What you will do: Quote the passage from the commentary on transparency in state government, starting at "The jury found" and ending at "area of reform.".

Document section Start Marker

Greater transparency needed in state government


DECEMBER 20, 2009
GREATER TRANSPARENCY NEEDED IN STATE GOVERNMENT
By SEYMOUR P. LACHMAN
    Former Sen. Joseph Bruno’s trial in Albany has shined a light on political activities in New York State government. The Federal District Court found him guilty of concealing hundreds of thousands of dollars in payments from a businessman who desired and sought help from the State Legislature.
    The jury found Bruno guilty of two federal counts of mail fraud, not guilty on five counts, and it could not reach a verdict on another count. He is scheduled to be sentenced March 31 and could face up to 20 years in prison and a $250,000 fine for each felony.
    The trial and verdict have impacted on the entire governmental process involving legislators, lobbyists, campaign contributors and others. But there are more than a few people who believe that some of the revelations might embarrass legislators and lead to changes in the area of reform.
    “If he [Bruno] is guilty,” a prominent lobbyist recently said, “then the whole system is guilty.”
    That is the truest statement that could be made. Albany’s culture of secrecy and entitlements breeds a sense of invincibility that is under the radar of public scrutiny. Most legislators come to Albany without realizing the negative culture that exists, and unfortunately some allow themselves to be remade by this destructive system.

Document section End Marker
Material provided Start Marker

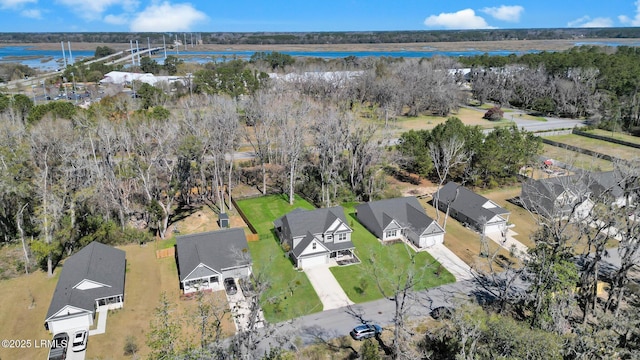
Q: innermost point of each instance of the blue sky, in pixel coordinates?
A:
(309, 15)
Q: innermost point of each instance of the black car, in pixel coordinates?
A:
(365, 331)
(230, 286)
(247, 287)
(58, 350)
(441, 312)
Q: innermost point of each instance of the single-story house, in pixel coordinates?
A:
(400, 218)
(206, 259)
(91, 279)
(314, 237)
(557, 196)
(472, 209)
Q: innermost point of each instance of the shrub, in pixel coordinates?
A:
(130, 346)
(494, 114)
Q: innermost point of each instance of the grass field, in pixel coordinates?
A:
(290, 293)
(576, 159)
(616, 135)
(601, 146)
(390, 261)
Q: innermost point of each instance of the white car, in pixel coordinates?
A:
(79, 341)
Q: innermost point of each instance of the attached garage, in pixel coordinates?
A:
(305, 262)
(494, 228)
(68, 322)
(430, 240)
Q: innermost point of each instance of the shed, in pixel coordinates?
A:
(223, 220)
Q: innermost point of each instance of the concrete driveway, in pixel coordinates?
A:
(327, 287)
(450, 261)
(508, 242)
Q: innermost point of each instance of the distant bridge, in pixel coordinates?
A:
(120, 57)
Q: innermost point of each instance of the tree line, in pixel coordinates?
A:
(591, 82)
(338, 37)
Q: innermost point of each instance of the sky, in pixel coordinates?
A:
(309, 15)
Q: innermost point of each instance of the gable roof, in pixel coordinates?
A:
(95, 262)
(219, 250)
(407, 211)
(300, 221)
(468, 203)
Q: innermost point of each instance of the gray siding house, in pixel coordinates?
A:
(400, 219)
(315, 237)
(472, 209)
(206, 259)
(91, 280)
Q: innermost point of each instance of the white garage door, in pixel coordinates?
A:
(494, 228)
(69, 323)
(426, 241)
(312, 261)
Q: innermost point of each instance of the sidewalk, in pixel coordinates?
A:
(509, 243)
(327, 287)
(450, 261)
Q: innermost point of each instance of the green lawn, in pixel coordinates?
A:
(290, 293)
(601, 146)
(616, 135)
(390, 261)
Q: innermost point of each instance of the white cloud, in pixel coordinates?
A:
(32, 13)
(93, 9)
(121, 19)
(587, 21)
(463, 19)
(14, 4)
(505, 12)
(167, 17)
(629, 21)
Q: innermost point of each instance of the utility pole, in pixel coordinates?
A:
(70, 56)
(164, 45)
(138, 52)
(133, 61)
(64, 57)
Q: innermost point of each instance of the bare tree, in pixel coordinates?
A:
(446, 155)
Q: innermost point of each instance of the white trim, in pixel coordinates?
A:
(196, 268)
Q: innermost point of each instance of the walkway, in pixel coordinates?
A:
(509, 243)
(326, 286)
(450, 261)
(102, 323)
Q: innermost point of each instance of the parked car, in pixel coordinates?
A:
(230, 286)
(441, 312)
(58, 350)
(79, 341)
(246, 286)
(365, 331)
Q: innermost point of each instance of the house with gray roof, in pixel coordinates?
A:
(573, 194)
(91, 280)
(471, 209)
(400, 219)
(206, 259)
(315, 237)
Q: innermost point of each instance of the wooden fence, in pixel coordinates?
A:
(164, 253)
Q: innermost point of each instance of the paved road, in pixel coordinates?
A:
(335, 323)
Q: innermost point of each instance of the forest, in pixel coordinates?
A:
(123, 169)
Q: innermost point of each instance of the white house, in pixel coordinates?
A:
(314, 237)
(400, 219)
(206, 259)
(92, 279)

Material provided End Marker

Written solution:
The jury found Bruno guilty of two federal counts of mail fraud, not guilty on five counts, and it could not reach a verdict on another count. He is scheduled to be sentenced March 31 and could face up to 20 years in prison and a $250,000 fine for each felony.
    The trial and verdict have impacted on the entire governmental process involving legislators, lobbyists, campaign contributors and others. But there are more than a few people who believe that some of the revelations might embarrass legislators and lead to changes in the area of reform.